→ TRY IT:
Go through the lines below. Copy those with "every".

→ PROVIDED INFORMATION:
________________
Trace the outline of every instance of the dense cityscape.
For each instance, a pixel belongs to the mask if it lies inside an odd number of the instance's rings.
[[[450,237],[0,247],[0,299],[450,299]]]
________________
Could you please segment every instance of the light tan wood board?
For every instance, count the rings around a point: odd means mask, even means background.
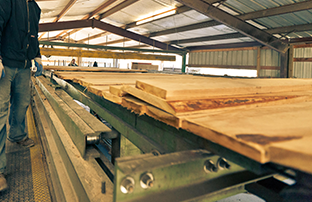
________________
→ TASK ANSWER:
Trace the outline of every instance of the dense cityscape.
Could you please segment every instance of the light tan wood board?
For every instance, count the rings around a point: odd means mask, even means background.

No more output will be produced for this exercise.